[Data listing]
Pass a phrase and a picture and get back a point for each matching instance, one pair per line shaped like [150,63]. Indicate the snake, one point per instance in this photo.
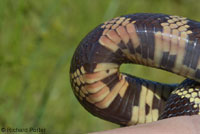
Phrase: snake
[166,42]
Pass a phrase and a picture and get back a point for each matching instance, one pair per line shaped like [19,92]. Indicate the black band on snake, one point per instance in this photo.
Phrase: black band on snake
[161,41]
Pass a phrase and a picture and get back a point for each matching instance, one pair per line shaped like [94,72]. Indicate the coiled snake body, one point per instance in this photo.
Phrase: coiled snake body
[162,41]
* * *
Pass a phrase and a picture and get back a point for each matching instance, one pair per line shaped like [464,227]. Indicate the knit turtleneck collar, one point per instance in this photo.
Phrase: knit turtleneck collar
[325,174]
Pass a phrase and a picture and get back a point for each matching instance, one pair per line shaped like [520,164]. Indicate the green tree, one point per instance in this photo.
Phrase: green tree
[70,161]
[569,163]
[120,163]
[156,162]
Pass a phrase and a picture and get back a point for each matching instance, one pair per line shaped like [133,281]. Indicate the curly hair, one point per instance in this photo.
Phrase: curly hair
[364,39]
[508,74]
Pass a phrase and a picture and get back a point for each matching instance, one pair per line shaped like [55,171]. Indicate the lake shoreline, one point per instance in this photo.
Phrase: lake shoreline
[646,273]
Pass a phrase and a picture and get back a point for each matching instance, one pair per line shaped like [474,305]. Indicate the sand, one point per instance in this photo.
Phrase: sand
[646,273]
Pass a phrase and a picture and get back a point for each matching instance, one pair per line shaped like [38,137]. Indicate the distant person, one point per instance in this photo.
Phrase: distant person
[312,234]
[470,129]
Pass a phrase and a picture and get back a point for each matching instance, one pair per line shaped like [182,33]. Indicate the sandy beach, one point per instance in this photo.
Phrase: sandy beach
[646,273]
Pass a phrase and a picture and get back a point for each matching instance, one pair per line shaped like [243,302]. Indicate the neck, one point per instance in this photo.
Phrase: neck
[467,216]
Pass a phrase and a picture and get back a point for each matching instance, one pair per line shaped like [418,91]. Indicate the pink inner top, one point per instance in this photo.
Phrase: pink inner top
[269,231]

Given problem:
Gather every line in the entries above that contains the string "pink". Matching is case-sensitive.

Exercise answer:
Pass a phrase and a picture and get back a point for each matching instance, one pair per line shaped like [418,91]. Indicate the pink inner top, one point per instance in this photo.
Phrase: pink inner top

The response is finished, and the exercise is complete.